## 2019年6月1日土曜日

### 数学 - Python - 解析学 - 級数 - テイラーの公式 - テイラー多項式 - 三角関数(余弦)、指数関数、積、微分

1. $\begin{array}{l}\frac{d}{\mathrm{dx}}\left(\left(\mathrm{cos}x\right){e}^{x}\right)\\ =\left(-\mathrm{sin}x\right){e}^{x}+\left(\mathrm{cos}x\right){e}^{x}\\ \frac{{d}^{2}}{d{x}^{2}}\left(\left(\mathrm{cos}x\right){e}^{x}\right)\\ =\left(-\mathrm{cos}x\right){e}^{x}+\left(-\mathrm{sin}x\right){e}^{x}+\left(-\mathrm{sin}x\right){e}^{x}+\left(\mathrm{cos}x\right){e}^{x}\\ =-2\left(\mathrm{sin}x\right){e}^{x}\\ \frac{{d}^{3}}{{\mathrm{dx}}^{3}}\left(\left(\mathrm{cos}x\right){e}^{x}\right)\\ =-2\left(\mathrm{cos}x\right){e}^{x}-2\left(\mathrm{sin}x\right){e}^{x}\end{array}$

よって、求める問題の関数に対する3次のテイラー多項式は、

$\begin{array}{l}1+x-\frac{2}{3!}{x}^{3}\\ =1+x-\frac{1}{3}{x}^{3}\end{array}$

他の求め方。

$\begin{array}{l}\left(\mathrm{cos}x\right){e}^{x}\\ =\left(1-\frac{1}{2!}{x}^{2}\right)\left(1+x+\frac{1}{2}{x}^{2}+\frac{1}{6}{x}^{3}\right)+O\left({x}^{4}\right)\\ =1+x+\left(-\frac{1}{2}{x}^{3}+\frac{1}{6}{x}^{3}\right)+O\left({x}^{4}\right)\\ =1+x-\frac{1}{3}{x}^{3}+O\left({x}^{4}\right)\end{array}$

コード

Python 3

#!/usr/bin/env python3
from sympy import pprint, symbols, plot, factorial, Derivative, cos, exp

print('10.')

> _入力レコード_:
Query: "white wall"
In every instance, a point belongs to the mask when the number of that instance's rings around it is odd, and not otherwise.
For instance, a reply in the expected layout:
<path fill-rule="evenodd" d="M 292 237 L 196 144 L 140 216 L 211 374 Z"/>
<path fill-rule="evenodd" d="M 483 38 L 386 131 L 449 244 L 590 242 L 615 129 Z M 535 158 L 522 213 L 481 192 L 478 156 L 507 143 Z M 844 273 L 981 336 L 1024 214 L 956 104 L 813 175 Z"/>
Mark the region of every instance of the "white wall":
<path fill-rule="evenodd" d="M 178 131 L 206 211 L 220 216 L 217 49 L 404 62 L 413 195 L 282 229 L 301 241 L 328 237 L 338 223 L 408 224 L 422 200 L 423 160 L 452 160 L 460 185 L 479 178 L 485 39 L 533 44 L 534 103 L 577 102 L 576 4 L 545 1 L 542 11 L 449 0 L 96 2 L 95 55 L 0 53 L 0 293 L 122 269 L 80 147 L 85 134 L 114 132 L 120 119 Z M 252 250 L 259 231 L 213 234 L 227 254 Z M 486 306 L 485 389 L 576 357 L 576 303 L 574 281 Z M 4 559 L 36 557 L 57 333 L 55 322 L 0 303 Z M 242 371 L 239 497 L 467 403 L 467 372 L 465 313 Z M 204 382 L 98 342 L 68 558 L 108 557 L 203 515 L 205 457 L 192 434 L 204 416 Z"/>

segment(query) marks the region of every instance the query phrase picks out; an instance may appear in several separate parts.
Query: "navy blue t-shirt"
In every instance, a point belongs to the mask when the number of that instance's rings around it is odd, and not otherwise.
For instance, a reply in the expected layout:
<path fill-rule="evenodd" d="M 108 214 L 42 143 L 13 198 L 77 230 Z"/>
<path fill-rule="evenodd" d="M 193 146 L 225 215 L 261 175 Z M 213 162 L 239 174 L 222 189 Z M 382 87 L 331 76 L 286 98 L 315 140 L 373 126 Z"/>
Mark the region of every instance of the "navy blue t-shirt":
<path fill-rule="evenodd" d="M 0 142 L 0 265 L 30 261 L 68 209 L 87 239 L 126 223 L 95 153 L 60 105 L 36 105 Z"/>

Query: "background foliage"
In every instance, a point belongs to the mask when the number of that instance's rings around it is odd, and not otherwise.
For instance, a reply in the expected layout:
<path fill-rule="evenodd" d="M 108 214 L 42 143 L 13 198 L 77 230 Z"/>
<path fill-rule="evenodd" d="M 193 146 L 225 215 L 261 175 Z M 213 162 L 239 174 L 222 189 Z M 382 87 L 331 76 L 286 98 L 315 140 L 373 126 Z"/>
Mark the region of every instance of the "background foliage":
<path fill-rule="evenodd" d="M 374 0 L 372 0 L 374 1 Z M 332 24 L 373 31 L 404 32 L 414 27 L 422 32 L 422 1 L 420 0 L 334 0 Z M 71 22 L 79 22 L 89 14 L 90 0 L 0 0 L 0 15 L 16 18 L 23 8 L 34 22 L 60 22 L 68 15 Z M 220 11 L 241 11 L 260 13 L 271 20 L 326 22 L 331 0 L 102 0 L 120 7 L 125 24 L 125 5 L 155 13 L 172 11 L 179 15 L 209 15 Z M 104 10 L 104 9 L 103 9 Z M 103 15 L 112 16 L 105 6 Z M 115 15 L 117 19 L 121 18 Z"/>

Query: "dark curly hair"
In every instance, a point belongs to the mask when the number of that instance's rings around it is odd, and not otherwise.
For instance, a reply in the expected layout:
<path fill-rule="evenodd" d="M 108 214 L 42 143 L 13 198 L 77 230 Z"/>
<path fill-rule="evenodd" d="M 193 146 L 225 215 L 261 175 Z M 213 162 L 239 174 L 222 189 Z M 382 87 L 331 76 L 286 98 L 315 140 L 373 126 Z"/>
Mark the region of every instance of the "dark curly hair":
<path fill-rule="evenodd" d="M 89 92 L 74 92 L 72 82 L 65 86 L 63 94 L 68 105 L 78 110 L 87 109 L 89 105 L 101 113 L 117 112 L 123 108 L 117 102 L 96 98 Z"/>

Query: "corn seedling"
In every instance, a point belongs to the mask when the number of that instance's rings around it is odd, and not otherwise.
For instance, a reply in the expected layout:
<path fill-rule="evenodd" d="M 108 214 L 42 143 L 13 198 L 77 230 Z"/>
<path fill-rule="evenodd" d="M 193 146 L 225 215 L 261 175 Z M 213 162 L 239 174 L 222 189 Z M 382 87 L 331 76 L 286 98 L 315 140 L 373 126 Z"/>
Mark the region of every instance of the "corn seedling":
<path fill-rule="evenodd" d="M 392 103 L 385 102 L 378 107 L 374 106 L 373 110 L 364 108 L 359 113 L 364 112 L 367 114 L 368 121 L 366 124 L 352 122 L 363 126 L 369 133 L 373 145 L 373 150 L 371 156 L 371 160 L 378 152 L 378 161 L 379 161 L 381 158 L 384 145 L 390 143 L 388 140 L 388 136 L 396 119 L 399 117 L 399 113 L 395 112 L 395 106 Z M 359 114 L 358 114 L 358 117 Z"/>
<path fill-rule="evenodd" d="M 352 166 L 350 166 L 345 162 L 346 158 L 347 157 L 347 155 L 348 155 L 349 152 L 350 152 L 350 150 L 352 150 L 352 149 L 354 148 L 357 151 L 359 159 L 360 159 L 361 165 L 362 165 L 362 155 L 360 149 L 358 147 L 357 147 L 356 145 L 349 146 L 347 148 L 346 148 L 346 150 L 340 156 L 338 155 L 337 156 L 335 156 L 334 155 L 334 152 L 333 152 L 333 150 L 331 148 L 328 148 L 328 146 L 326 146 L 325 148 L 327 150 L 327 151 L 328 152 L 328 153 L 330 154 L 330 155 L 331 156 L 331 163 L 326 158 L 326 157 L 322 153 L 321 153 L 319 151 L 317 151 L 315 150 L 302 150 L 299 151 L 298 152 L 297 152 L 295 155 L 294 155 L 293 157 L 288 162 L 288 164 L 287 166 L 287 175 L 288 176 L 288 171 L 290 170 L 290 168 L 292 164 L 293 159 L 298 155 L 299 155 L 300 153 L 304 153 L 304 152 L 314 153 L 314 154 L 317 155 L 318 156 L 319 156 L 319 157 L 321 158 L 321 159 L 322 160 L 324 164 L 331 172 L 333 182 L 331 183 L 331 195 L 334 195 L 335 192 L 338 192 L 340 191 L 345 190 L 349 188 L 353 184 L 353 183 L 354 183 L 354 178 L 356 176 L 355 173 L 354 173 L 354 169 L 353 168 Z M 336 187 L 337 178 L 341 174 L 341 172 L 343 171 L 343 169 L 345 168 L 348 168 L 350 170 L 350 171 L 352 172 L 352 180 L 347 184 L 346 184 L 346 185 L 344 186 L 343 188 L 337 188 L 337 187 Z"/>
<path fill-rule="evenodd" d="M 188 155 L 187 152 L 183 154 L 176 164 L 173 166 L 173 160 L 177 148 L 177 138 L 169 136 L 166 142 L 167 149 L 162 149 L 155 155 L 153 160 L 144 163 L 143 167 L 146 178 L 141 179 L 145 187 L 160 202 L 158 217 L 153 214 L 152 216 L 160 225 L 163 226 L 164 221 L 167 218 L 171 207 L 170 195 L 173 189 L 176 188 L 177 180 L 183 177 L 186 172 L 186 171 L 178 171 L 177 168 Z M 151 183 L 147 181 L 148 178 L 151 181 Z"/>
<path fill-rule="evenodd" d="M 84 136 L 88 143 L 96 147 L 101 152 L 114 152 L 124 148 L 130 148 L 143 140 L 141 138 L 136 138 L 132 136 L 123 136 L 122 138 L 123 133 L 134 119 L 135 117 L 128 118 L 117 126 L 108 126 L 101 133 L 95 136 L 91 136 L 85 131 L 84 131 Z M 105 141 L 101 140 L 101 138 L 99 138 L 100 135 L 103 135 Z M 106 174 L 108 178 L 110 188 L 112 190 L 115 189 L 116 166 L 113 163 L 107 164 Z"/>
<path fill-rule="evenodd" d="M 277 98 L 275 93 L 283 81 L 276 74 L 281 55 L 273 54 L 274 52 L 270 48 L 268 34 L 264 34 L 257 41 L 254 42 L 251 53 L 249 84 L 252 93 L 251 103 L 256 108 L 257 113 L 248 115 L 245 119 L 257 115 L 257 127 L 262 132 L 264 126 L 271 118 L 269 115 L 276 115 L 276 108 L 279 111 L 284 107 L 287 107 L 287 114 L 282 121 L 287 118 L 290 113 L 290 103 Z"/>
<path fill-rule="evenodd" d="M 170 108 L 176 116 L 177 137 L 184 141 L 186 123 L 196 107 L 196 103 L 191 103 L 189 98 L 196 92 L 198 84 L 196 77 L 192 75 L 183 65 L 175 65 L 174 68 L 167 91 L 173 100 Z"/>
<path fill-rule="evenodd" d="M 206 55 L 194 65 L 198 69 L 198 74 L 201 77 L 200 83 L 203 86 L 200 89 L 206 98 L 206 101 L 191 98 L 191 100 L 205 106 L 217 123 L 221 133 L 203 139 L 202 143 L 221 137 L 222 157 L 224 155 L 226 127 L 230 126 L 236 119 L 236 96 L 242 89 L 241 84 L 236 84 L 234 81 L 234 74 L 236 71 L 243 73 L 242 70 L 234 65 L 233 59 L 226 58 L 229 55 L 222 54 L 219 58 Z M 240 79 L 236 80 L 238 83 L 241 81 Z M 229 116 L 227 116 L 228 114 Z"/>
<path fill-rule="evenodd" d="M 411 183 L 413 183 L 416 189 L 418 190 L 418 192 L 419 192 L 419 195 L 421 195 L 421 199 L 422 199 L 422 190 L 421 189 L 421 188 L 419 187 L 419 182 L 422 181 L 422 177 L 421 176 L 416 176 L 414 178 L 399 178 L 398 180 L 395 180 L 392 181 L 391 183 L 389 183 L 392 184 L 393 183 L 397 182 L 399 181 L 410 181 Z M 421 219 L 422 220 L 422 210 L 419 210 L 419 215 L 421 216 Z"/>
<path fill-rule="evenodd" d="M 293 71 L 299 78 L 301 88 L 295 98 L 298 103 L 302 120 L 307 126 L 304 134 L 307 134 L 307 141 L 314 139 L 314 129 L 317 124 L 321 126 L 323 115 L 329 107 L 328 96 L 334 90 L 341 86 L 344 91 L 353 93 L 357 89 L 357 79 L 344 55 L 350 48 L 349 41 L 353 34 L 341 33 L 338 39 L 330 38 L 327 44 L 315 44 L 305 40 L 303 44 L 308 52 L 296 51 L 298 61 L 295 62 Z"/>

> _課題 A_: レコードの先頭から始めて、「178 131 L 206」を含む行で終わるまで（その行も入れて）、依頼文もふくめて全部書き直し、サイズを変えてください。変えるのは答えの中の座標の数だけで、1.05倍して四捨五入（0.5は切り上げ）で整数にし、依頼文や書式の見本の数はそのままにしてください。
> _課題 B_: テイラー多項式の記事の続きを、最後の行のあとから書いてください。
テイラー多項式の記事とレコードは、それぞれ別のところから取ってきたものです。

> _解答結果 A_:
Query: "white wall"
In every instance, a point belongs to the mask when the number of that instance's rings around it is odd, and not otherwise.
For instance, a reply in the expected layout:
<path fill-rule="evenodd" d="M 292 237 L 196 144 L 140 216 L 211 374 Z"/>
<path fill-rule="evenodd" d="M 483 38 L 386 131 L 449 244 L 590 242 L 615 129 Z M 535 158 L 522 213 L 481 192 L 478 156 L 507 143 Z M 844 273 L 981 336 L 1024 214 L 956 104 L 813 175 Z"/>
Mark the region of every instance of the "white wall":
<path fill-rule="evenodd" d="M 187 138 L 216 222 L 231 227 L 228 51 L 424 65 L 434 205 L 296 240 L 316 253 L 344 249 L 355 234 L 428 235 L 443 210 L 444 168 L 475 168 L 483 194 L 503 187 L 509 41 L 560 46 L 561 108 L 606 107 L 605 4 L 572 1 L 569 12 L 471 0 L 101 2 L 100 58 L 0 56 L 0 308 L 128 282 L 84 154 L 89 141 L 120 139 L 126 125 Z M 265 263 L 272 243 L 224 246 L 238 267 Z M 510 321 L 509 408 L 605 375 L 605 318 L 603 295 Z M 4 587 L 38 585 L 60 350 L 58 338 L 0 318 Z M 254 390 L 251 522 L 490 423 L 490 391 L 488 329 Z M 214 401 L 103 359 L 71 586 L 113 585 L 213 541 L 215 480 L 202 456 L 214 437 Z"/>

> _解答結果 B_:
x = symbols('x')

f = cos(x) * exp(x)
g = sum([Derivative(f, x, n).doit().subs({x: 0}) / factorial(n) * x ** n
for n in range(4)])

pprint(g)

p = plot(cos(x), exp(x), f, g.doit(),
(x, -5, 5),
ylim=(-5, 5),
legend=True,
show=False)
colors = ['red', 'green', 'blue', 'brown', 'orange',
'purple', 'pink', 'gray', 'skyblue', 'yellow']

for o, color in zip(p, colors):
o.line_color = color

p.show()
p.save('sample10.png')


C:\Users\...>py sample10.py
10.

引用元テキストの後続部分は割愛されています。